_TASK REQUIREMENTS_:
Look through the entries below for the string "silver", and copy each line where it is found.

======== SUPPLIED INFORMATION

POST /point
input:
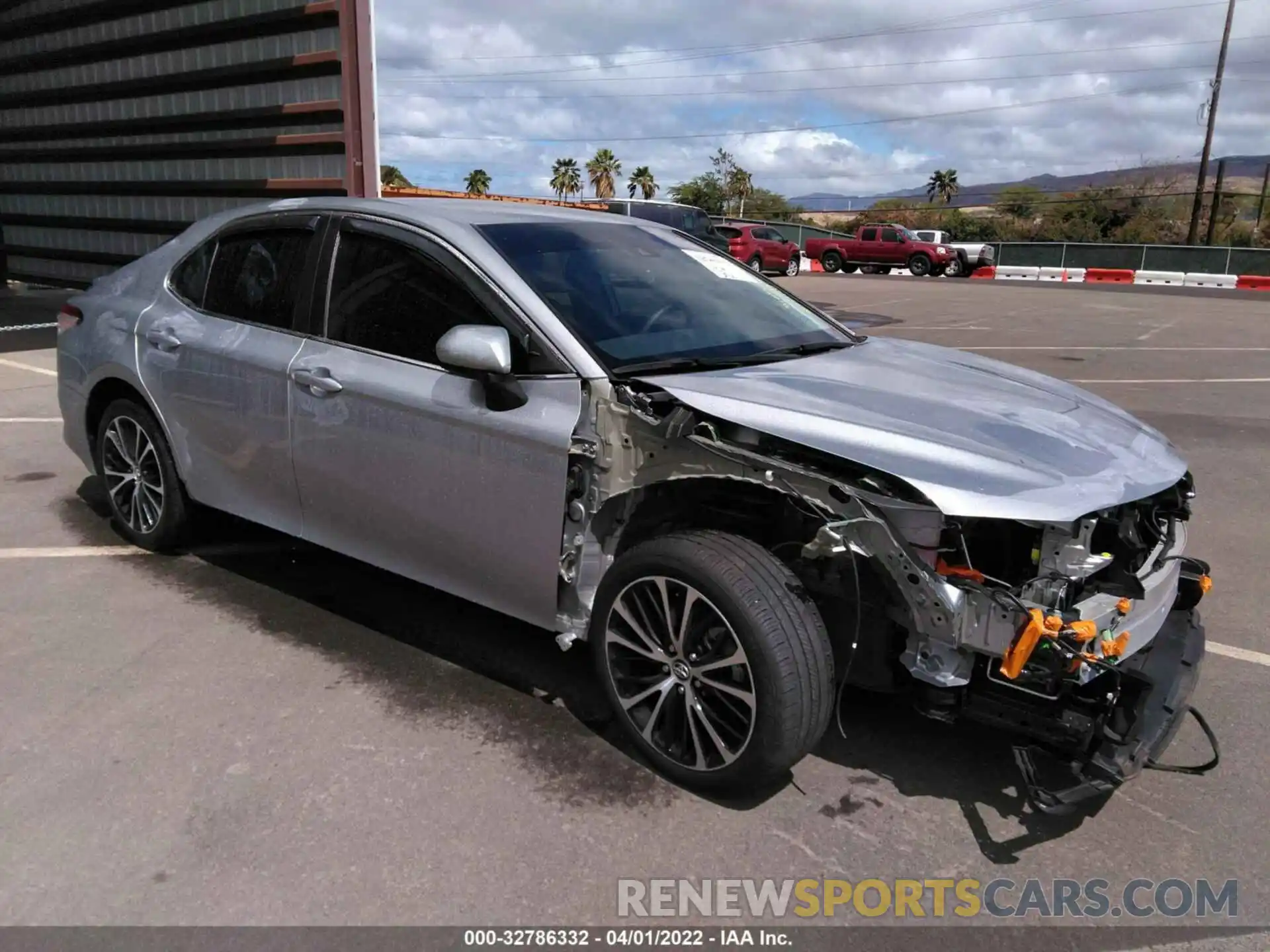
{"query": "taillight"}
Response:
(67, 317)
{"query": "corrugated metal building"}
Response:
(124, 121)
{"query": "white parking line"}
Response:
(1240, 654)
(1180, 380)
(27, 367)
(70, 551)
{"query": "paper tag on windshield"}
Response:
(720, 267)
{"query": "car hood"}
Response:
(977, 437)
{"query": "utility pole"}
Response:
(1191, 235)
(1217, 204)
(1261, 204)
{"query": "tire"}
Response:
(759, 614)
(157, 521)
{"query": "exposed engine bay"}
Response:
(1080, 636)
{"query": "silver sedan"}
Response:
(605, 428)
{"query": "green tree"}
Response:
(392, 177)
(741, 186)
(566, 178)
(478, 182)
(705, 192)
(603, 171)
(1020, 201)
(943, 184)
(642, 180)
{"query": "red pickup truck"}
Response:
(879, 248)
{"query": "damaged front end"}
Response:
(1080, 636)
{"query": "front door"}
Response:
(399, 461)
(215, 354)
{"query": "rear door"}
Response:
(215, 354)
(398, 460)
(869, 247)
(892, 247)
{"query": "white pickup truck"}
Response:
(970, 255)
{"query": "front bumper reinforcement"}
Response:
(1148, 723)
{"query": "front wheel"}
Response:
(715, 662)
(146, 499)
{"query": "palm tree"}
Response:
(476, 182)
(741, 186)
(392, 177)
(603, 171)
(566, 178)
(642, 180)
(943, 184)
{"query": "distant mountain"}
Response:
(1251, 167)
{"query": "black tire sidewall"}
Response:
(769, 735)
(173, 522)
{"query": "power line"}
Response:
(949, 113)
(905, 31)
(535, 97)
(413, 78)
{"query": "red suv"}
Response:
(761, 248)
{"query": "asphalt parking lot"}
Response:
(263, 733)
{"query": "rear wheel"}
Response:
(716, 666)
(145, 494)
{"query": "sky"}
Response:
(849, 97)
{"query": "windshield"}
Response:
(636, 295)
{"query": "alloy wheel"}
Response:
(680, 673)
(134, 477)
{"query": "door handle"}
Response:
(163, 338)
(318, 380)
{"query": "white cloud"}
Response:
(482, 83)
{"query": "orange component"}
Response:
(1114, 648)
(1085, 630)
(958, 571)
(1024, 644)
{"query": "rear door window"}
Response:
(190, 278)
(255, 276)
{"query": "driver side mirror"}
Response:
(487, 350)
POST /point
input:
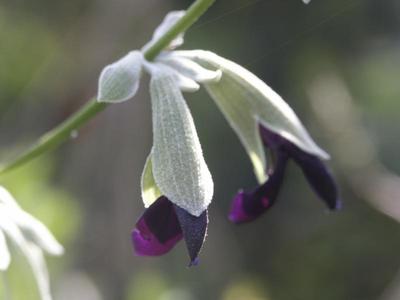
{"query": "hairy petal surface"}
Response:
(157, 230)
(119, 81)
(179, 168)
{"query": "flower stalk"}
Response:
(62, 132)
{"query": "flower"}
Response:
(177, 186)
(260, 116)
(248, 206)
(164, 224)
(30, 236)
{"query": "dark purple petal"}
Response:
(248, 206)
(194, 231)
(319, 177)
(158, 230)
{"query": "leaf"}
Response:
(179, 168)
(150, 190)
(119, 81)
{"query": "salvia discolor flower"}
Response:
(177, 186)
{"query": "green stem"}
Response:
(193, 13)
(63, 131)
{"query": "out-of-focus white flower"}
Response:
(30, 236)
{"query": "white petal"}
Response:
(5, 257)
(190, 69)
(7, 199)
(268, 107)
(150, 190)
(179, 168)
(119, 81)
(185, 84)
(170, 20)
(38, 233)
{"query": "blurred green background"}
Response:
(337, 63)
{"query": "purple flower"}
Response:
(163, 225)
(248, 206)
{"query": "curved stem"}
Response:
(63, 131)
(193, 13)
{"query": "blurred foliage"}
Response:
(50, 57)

================
======== SUPPLIED INFORMATION

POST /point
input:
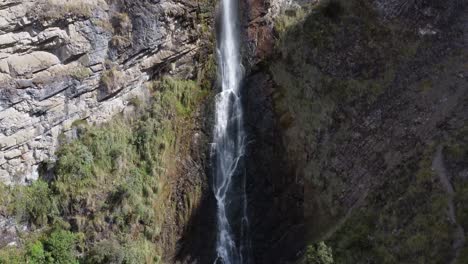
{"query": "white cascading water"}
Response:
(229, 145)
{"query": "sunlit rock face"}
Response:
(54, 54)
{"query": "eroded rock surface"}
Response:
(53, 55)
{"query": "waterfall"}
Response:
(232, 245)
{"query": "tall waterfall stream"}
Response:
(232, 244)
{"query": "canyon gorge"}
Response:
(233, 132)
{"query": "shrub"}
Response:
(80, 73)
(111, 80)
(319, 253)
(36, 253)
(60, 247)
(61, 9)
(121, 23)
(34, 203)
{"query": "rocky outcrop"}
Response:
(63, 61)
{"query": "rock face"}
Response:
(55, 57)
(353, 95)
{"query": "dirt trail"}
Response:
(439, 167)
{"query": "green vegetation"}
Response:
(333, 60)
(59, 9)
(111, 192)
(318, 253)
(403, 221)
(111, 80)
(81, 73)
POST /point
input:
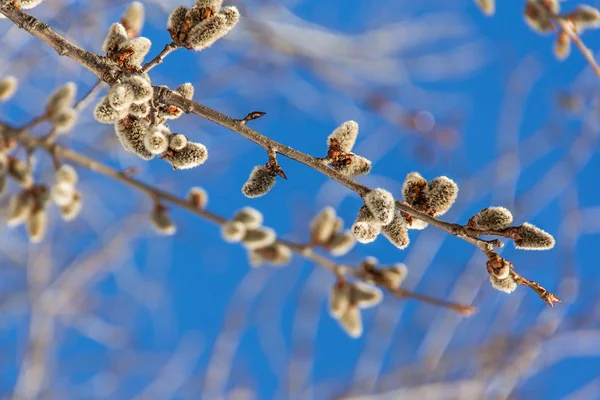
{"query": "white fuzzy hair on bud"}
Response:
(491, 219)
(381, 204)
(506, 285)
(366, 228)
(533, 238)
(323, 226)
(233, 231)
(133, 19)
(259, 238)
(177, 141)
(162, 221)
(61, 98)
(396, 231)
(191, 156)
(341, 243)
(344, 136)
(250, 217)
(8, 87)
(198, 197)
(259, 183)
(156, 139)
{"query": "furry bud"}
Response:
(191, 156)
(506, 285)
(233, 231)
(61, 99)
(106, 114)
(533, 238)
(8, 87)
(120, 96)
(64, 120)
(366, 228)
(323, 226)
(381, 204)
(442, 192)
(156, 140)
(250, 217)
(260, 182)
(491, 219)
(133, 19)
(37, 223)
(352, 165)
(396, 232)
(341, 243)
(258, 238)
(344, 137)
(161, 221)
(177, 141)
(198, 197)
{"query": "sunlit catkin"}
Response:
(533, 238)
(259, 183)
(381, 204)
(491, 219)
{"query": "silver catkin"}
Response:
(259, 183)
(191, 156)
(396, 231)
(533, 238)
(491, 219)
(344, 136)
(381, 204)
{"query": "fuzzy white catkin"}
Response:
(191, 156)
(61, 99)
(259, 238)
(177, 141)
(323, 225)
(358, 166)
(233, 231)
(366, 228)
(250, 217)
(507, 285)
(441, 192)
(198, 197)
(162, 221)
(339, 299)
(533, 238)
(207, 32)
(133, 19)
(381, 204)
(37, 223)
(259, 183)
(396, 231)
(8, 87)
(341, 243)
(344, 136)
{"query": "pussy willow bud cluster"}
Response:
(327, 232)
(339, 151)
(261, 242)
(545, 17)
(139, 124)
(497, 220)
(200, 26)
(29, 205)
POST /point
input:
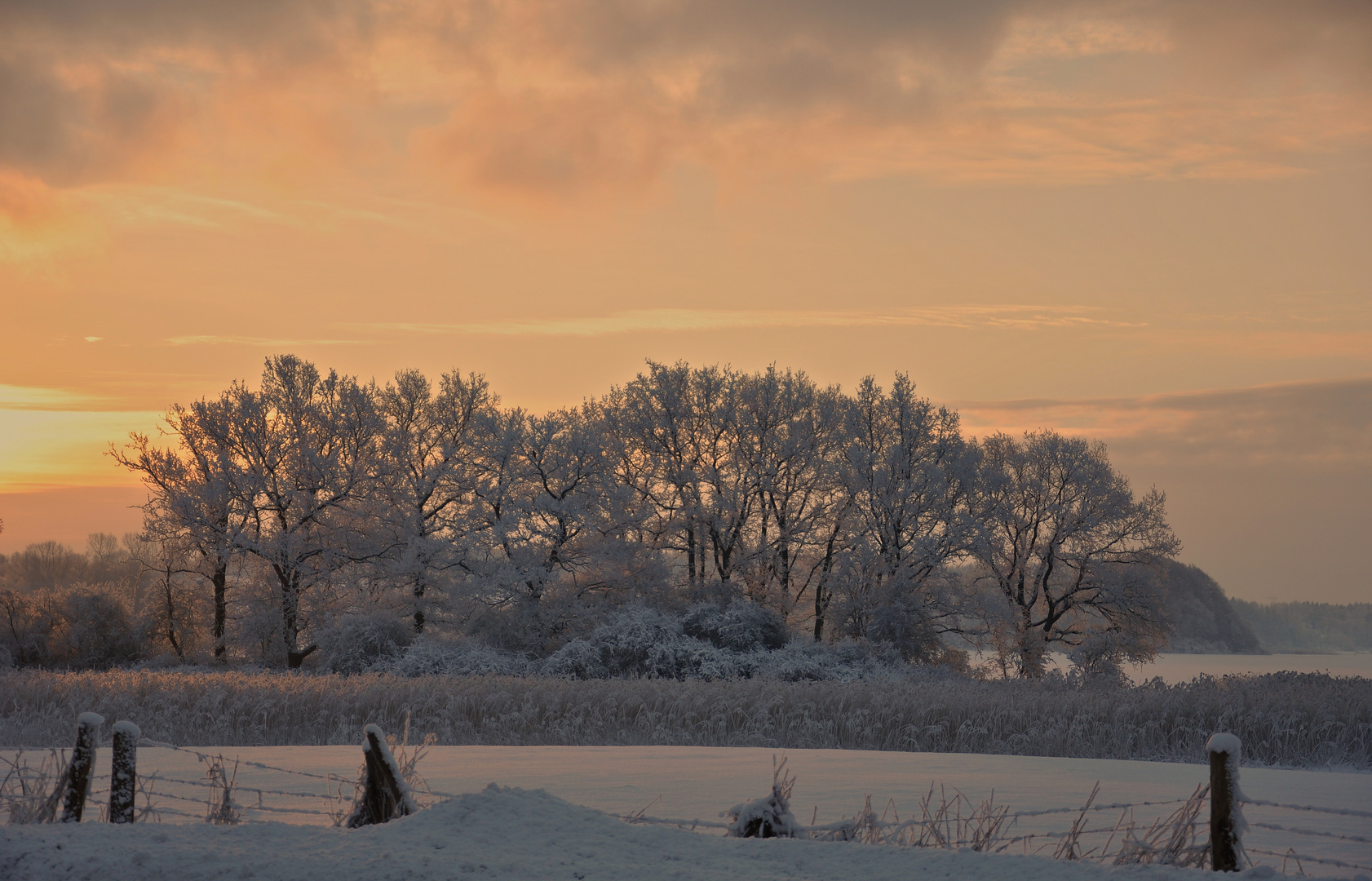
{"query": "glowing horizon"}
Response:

================
======== SUPPLIED INFORMATION

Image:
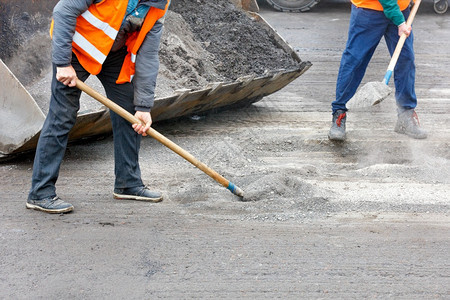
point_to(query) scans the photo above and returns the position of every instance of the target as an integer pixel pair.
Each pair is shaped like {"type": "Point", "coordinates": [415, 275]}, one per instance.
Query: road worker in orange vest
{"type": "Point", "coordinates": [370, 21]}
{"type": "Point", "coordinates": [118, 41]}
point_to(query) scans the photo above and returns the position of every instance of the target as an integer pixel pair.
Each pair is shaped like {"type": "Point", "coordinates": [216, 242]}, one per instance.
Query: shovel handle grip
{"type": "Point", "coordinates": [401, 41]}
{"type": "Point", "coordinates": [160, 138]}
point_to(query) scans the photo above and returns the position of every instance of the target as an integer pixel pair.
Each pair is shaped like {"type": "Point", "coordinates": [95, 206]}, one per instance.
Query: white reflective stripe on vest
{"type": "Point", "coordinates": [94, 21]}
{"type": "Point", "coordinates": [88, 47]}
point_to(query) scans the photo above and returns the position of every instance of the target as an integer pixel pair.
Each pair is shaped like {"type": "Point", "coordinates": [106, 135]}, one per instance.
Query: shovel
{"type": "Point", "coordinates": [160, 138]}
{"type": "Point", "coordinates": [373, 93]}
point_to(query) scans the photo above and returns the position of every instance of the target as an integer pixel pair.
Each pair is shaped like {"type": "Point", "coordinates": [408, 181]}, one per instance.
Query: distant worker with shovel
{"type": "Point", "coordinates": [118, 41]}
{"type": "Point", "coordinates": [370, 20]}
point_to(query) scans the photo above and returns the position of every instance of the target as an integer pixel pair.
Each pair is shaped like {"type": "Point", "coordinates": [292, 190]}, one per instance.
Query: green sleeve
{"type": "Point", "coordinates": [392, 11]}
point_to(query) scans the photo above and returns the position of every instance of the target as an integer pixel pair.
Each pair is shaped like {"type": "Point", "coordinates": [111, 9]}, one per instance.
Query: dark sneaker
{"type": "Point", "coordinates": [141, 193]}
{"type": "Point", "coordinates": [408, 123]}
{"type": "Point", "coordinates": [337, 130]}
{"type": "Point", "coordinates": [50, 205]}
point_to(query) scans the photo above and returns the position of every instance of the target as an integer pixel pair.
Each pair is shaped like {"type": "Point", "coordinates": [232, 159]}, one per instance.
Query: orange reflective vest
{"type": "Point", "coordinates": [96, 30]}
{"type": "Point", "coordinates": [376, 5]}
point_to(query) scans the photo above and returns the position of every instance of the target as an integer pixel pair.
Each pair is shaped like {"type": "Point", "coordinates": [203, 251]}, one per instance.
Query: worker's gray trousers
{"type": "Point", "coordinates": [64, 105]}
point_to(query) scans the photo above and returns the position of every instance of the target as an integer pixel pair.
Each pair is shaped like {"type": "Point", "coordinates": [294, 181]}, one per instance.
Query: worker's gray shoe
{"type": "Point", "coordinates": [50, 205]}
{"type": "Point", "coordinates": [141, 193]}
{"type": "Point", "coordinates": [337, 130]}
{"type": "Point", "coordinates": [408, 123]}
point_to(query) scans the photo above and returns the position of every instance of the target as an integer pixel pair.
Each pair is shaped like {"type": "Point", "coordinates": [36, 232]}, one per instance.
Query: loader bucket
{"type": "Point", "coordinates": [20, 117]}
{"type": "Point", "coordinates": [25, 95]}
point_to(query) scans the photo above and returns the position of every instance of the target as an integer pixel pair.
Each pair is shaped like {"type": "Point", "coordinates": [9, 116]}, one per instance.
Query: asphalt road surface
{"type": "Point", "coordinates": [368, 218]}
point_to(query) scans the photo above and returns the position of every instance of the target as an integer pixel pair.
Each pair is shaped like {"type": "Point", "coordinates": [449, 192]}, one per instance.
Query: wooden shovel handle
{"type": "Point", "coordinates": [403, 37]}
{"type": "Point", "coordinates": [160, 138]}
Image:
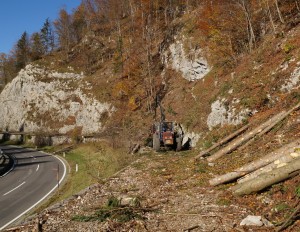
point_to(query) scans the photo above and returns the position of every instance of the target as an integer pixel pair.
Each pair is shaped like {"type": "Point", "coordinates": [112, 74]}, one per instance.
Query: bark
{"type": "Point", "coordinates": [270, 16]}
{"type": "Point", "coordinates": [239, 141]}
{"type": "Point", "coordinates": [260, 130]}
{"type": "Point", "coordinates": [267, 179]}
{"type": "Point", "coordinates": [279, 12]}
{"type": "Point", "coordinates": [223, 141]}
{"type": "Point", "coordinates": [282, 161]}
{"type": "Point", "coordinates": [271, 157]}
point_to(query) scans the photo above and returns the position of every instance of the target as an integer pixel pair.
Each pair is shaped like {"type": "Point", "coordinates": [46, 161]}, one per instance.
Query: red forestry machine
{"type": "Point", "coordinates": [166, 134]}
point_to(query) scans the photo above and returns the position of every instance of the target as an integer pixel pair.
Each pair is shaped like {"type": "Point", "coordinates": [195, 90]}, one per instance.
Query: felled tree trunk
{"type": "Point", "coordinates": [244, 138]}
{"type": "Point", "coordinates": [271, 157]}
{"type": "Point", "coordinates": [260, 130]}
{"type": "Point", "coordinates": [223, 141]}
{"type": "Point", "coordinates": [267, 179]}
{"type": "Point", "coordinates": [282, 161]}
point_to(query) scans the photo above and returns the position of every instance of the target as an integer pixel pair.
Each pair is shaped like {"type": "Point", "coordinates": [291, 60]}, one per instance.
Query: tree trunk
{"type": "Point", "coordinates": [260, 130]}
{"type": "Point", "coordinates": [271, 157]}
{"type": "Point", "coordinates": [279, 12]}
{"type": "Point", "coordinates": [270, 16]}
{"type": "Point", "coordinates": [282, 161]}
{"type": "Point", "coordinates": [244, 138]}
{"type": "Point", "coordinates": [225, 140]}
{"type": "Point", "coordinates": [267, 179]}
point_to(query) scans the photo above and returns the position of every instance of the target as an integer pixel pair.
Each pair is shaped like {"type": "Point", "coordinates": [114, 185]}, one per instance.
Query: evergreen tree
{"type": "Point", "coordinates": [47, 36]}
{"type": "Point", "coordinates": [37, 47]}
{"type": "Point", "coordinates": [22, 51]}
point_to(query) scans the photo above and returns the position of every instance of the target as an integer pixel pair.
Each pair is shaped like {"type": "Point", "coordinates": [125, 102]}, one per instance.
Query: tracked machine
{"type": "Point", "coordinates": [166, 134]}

================

_TASK OUTPUT_:
{"query": "silver sedan"}
{"query": "silver catkin"}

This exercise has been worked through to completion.